» **DESCRIPTION OF THE TASK**:
The full set of lines below has to be written out again exactly.

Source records
****************************************

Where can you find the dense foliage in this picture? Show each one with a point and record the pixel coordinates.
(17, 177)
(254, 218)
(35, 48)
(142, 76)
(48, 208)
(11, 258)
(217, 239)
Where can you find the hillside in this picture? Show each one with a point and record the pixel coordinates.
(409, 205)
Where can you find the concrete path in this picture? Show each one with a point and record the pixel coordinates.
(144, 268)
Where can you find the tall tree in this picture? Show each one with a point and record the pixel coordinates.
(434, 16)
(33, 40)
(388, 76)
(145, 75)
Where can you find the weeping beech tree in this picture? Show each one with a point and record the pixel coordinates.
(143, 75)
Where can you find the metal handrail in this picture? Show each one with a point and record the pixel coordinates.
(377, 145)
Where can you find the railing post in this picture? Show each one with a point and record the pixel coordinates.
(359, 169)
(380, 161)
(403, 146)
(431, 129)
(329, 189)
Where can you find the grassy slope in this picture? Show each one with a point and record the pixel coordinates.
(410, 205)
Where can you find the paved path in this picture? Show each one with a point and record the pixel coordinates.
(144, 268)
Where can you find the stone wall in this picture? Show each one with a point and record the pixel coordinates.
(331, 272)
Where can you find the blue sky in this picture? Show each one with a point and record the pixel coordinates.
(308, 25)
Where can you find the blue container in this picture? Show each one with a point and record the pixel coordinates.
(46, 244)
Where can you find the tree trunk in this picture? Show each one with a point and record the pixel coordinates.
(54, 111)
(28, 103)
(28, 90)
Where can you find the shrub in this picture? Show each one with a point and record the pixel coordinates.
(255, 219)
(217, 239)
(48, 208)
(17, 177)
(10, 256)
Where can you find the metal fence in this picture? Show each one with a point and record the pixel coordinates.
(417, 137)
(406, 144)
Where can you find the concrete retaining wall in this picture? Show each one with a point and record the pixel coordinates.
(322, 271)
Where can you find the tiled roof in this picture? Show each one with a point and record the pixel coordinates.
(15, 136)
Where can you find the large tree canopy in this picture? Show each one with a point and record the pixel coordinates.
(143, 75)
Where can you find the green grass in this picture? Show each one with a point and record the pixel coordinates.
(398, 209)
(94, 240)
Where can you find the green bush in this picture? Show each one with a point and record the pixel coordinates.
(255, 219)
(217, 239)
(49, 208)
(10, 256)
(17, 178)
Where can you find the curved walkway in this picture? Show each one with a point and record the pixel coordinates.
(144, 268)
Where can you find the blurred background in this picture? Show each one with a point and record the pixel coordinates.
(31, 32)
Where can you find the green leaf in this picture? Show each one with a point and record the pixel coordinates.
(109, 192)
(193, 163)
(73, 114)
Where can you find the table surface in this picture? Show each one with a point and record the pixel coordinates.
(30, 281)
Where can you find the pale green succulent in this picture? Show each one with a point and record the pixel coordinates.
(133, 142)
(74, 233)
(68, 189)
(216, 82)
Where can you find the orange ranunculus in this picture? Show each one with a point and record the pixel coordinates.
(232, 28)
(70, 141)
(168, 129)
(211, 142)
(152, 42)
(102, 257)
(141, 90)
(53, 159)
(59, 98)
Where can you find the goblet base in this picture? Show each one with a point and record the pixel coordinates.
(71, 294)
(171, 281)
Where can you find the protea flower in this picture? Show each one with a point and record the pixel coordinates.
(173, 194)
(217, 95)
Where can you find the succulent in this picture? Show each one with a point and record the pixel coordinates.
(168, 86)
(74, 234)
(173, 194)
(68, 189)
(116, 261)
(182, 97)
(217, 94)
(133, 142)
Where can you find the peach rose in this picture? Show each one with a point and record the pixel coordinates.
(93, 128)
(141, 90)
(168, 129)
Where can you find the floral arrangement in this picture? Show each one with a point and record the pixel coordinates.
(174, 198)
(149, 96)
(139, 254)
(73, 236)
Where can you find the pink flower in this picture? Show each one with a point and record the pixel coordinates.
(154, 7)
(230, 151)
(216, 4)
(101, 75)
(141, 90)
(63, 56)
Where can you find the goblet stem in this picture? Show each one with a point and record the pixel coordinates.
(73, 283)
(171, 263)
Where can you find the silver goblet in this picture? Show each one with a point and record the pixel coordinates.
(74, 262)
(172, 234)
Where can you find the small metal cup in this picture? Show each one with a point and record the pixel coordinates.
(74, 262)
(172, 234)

****************************************

» **RESPONSE BELOW**:
Where can you find the dense foliage in this picture? Show each one with a point and record the pixel coordinates.
(17, 177)
(254, 218)
(35, 48)
(142, 76)
(48, 208)
(11, 258)
(217, 239)
Where can you find the hillside in this picture? Show each one with a point and record the pixel coordinates.
(409, 205)
Where can you find the concrete path in this picture? Show each one with a point and record the pixel coordinates.
(144, 268)
Where can you find the tall tree in this picture? Show each one with a point and record the pixel coordinates.
(434, 16)
(33, 40)
(388, 76)
(145, 75)
Where can you find the weeping beech tree in this picture? Show each one with a point and record the pixel coordinates.
(143, 75)
Where can you find the metal handrail in this picture? Show each one with a point and record the pixel coordinates.
(377, 145)
Where can you find the railing post in this picture? Show each one with a point and record the pixel coordinates.
(359, 169)
(380, 161)
(403, 146)
(431, 129)
(329, 189)
Where can you find the grassy slope in this picture? Show each one with a point and record the pixel coordinates.
(410, 205)
Where can you find the paved path in this picture? Show each one with a point and record the pixel coordinates.
(144, 268)
Where can you find the stone wall in this picture? Show each one with a point and record the pixel coordinates.
(331, 272)
Where can you find the blue sky in this picture? Show each one with a point and record the pixel coordinates.
(308, 25)
Where can you find the blue container in this picture? Show each one with a point and record the pixel coordinates.
(46, 244)
Where can you find the tree trunk in this picture? Show each one with a point and record the pixel coordinates.
(54, 111)
(28, 103)
(28, 90)
Where can you find the shrub in this picture? Show each one with a point and record the pixel coordinates.
(255, 219)
(217, 239)
(48, 208)
(17, 177)
(10, 256)
Where can you find the metal fence in this picture? Show each one with a point and record the pixel coordinates.
(417, 137)
(406, 144)
Where can you find the concrete retaining wall in this picture? Show each one with a point and record the pixel coordinates.
(322, 271)
Where can you find the tiled roof in this picture? Show each one with a point and record the pixel coordinates.
(15, 136)
Where can you find the large tree canopy in this picture? Show each one with a point and record the pixel coordinates.
(143, 75)
Where can you find the green grass in this picture? Show each one with a point and record the pixel coordinates.
(398, 209)
(94, 240)
Where can you find the green bush in this picture? Show each one with a point and record the pixel coordinates.
(255, 219)
(217, 239)
(49, 208)
(10, 256)
(17, 178)
Where can you find the curved walkway in this picture? Show each one with a point and record the pixel coordinates.
(144, 268)
Where can you find the blurred background in this picture? Show each one with a point and record the pixel coordinates.
(31, 32)
Where can you find the green leaf in this picture? Show each one with a point and record the pixel coordinates.
(109, 192)
(193, 163)
(73, 114)
Where can you find the table surface in this picture? Show each one with a point and record the pixel coordinates.
(30, 281)
Where can you find the pale green succulent in this picture? Show each one with a point and record the pixel coordinates.
(133, 142)
(74, 233)
(68, 189)
(216, 82)
Where can you find the orange ranunculus in this picture? Show each one with a point and record the pixel coordinates.
(232, 28)
(70, 141)
(168, 129)
(211, 142)
(152, 42)
(102, 257)
(141, 90)
(53, 159)
(59, 98)
Where can you find the goblet base in this picture? Show each one with a point and record the pixel coordinates.
(71, 294)
(171, 281)
Where can you find the protea flower in this picture? Show each one with a point and record the pixel coordinates.
(173, 194)
(217, 95)
Where can you find the succulent in this picture? Show each one with a point and record the pixel coordinates.
(168, 86)
(74, 234)
(173, 194)
(68, 189)
(116, 261)
(182, 97)
(217, 94)
(133, 142)
Where can you find the peach rose in this picture? Show each one with a point and record the pixel coordinates.
(93, 128)
(141, 90)
(168, 129)
Where can you find the floral arrangement in this picture? Show each one with a point and record the pixel coordinates.
(174, 198)
(149, 96)
(139, 254)
(73, 236)
Where can you find the pink flower in this picture? Show each one with a point and record the pixel coordinates.
(154, 7)
(230, 151)
(216, 4)
(101, 75)
(141, 90)
(63, 56)
Where can you find the goblet stem in this picture? Show each one with a point and record the pixel coordinates.
(73, 283)
(171, 263)
Where can you find the silver goblet in this picture? Show each one with a point and record the pixel coordinates.
(74, 262)
(172, 234)
Where can you find the small metal cup in this picture? Show each one with a point and record the pixel coordinates.
(74, 262)
(172, 234)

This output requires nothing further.